▶ **YOUR ASSIGNMENT**:
All pictures must be dropped, while the entries are given again word for word.

▶ **INPUT DATA**:
##############################

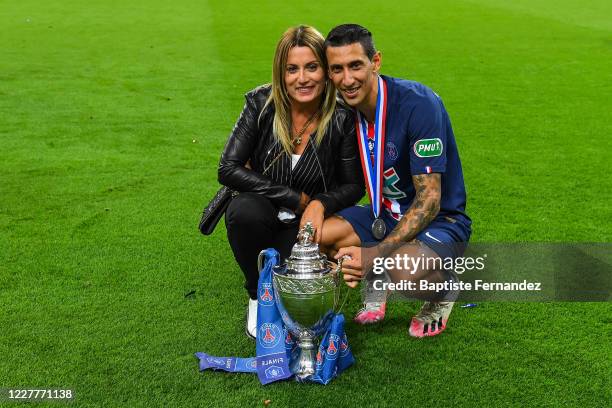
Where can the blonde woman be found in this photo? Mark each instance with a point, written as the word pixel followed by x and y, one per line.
pixel 292 156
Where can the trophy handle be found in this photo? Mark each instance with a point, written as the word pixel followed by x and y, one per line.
pixel 338 276
pixel 260 260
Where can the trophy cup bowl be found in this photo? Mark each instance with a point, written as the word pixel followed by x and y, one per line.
pixel 307 294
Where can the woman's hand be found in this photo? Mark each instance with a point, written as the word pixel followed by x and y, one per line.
pixel 304 200
pixel 314 213
pixel 352 268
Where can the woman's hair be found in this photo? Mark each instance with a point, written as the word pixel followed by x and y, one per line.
pixel 300 36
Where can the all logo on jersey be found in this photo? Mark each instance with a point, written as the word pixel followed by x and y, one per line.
pixel 319 359
pixel 344 348
pixel 266 297
pixel 269 335
pixel 332 348
pixel 390 189
pixel 428 147
pixel 391 151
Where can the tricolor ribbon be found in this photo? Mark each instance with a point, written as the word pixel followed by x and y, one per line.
pixel 373 171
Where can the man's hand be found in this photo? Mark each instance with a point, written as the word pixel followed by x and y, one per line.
pixel 314 213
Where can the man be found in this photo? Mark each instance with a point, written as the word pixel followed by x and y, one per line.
pixel 413 173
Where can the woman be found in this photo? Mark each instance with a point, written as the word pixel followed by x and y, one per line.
pixel 292 153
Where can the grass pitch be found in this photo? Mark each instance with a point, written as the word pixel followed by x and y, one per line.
pixel 112 119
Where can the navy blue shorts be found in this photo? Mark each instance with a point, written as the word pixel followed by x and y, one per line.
pixel 446 236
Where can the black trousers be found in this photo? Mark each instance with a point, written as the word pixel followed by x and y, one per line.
pixel 252 225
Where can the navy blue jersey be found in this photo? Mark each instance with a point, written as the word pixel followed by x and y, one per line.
pixel 419 140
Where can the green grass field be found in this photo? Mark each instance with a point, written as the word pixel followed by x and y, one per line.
pixel 112 119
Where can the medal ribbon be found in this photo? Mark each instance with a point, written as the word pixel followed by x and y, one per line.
pixel 373 172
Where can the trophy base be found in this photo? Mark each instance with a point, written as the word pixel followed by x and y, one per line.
pixel 303 367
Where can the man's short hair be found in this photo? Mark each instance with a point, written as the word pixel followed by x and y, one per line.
pixel 346 34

##############################

▶ **ANSWER TO THIS PROBLEM**:
Where can the blonde woman be found in this photo? Mark each instance with a point, written as the word pixel followed by x and y, one per line.
pixel 292 156
Where can the trophy handle be found in this photo? Mark each instance with a point, written as the word pixel followed by x and y, one per line.
pixel 338 276
pixel 260 260
Where can the trophy cup bowl be found in this photo? Mark each instance with a point, written as the word pixel followed by x and y, one per line.
pixel 307 294
Where can the woman's hand be found in this photo? Mark each instance with a point, written as the word pixel followed by x and y, one per line.
pixel 304 200
pixel 314 213
pixel 352 268
Where can the woman's hair be found in this photo? Mark each instance with a point, written as the word pixel followed by x and y, one per line.
pixel 300 36
Where can the all logo on jersey be found in this photo? Mark each instance with a point, written as the word pixel followed by x and y, one per line.
pixel 319 359
pixel 344 348
pixel 266 297
pixel 269 335
pixel 332 348
pixel 390 189
pixel 428 147
pixel 391 151
Where can the tricolor ribbon be found in this photo? Mark each instance with a point, written as the word pixel followed by x and y, one per line.
pixel 373 171
Where can the man's hand be found in this photo? Mark each instance with a point, written as the word pixel followed by x and y, one per line.
pixel 314 213
Where can the man be found in this photo? Mark each instance with a point, written as the word pixel followed by x and y, one per line.
pixel 413 173
Where can the woman be found in this photo? Mark each instance with a point, written as the word pixel followed by x and y, one per line.
pixel 292 153
Where can the grass pitch be found in this photo? Mark each instance with a point, written as the word pixel followed by x and y, one per line.
pixel 112 119
Where can the navy blue shorts be found in this photo? Mark each instance with a point, written as the word pixel followed by x and y, one per line.
pixel 446 236
Where can the black trousers be found in this photo? Mark each instance with a point, written as the word pixel followed by x and y, one per line.
pixel 252 225
Where can the navy blue jersey be found in this photo? Mark each instance with a point, written as the word pixel followed by x and y, one per line.
pixel 419 140
Where can the green grass field be found in this photo? Mark each instance with a point, written as the word pixel followed by x and y, one per line.
pixel 112 119
Where can the medal ribbon be found in this photo? Mark each instance with a point, written as the word pixel followed by x and y, one per line.
pixel 373 172
Where can the trophy base be found in this photo? Mark each instance with a point, written as the word pixel followed by x and y, one per line.
pixel 303 367
Where can the man's short hair be found in this photo? Mark each instance with a point, written as the word pixel followed by x and y, one per line.
pixel 346 34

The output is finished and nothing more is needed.